Stated problem
Below is a set of records; print all of them exactly as written.

Entries supplied
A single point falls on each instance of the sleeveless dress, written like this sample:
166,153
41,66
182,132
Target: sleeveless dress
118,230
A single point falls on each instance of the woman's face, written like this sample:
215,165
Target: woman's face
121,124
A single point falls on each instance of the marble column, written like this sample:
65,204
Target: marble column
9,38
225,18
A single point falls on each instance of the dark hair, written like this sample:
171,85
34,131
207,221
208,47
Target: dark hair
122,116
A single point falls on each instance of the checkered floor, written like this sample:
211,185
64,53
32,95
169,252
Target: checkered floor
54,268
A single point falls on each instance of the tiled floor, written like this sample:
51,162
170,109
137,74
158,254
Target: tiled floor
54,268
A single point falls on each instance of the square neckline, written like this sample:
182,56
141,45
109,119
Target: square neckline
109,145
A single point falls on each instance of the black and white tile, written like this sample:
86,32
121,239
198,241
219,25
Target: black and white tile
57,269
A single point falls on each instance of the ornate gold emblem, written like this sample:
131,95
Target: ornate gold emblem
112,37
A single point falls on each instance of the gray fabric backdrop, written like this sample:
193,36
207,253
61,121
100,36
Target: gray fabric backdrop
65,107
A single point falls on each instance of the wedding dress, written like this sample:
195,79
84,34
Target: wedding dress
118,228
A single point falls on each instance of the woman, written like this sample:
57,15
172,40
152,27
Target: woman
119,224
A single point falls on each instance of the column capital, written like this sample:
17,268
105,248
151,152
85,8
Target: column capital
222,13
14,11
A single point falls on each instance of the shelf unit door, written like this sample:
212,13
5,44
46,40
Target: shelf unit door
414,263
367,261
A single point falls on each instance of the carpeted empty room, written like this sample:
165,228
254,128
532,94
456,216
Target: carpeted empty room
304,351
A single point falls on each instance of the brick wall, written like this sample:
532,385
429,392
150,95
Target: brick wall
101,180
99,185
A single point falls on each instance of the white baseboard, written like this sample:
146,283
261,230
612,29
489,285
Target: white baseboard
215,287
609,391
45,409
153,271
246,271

Correct result
A single point falls on each instance of the sleeveless dress, written like this sample:
166,153
41,66
182,132
Target: sleeveless dress
118,230
A single point falls on each instance of the woman's face, written like this sample:
215,165
Target: woman's face
121,124
A single point falls on each instance of the marble column, written like this sample:
65,204
Target: marble column
9,38
225,18
A single point falls on each instance of the dark hair, written like this sample:
171,85
34,131
207,221
208,47
Target: dark hair
122,116
A single point falls on each instance of the checkered floor, written like this sample:
211,185
64,53
32,95
169,252
Target: checkered floor
54,268
A single point falls on each instance of the tiled floor, written like this sample:
51,162
170,109
137,74
158,254
Target: tiled floor
54,268
A single point falls on each instance of the square neckline, written like this sample:
182,56
141,45
109,119
Target: square neckline
109,145
A single point falls on each instance of the black and white tile, written like this sample:
86,32
121,239
198,241
219,25
Target: black and white tile
57,269
A single point falls on each instance of the ornate gold emblem, written like this sample:
131,95
Target: ornate gold emblem
112,37
A single point falls on each instance of the gray fabric backdrop, written like this sample:
193,36
207,253
61,121
100,36
Target: gray fabric backdrop
65,107
A single point falls on each instance of the wedding dress, written like this sample:
195,79
84,34
Target: wedding dress
118,228
A single point falls on each instance of the woman, written like this sample:
57,15
172,40
152,27
Target: woman
119,224
A single point falls on each instance of the column capital, written like this sample:
17,268
105,248
151,152
85,8
Target: column capital
222,13
14,11
A single point falls on each instance of the shelf unit door, written like this sample:
212,13
5,44
46,40
Target: shelf unit door
414,263
367,261
A single point falls on each instance of the carpeted empty room, written like this sample:
165,228
254,128
532,94
456,216
Target: carpeted empty room
304,351
A single point falls on each instance of the brick wall, written like this sample:
532,385
429,392
150,95
Target: brick wall
101,180
99,185
A single point falls on each instance of the white baseboard, written like this sample:
146,283
261,230
612,29
489,285
Target: white baseboard
215,287
609,391
45,409
153,271
246,271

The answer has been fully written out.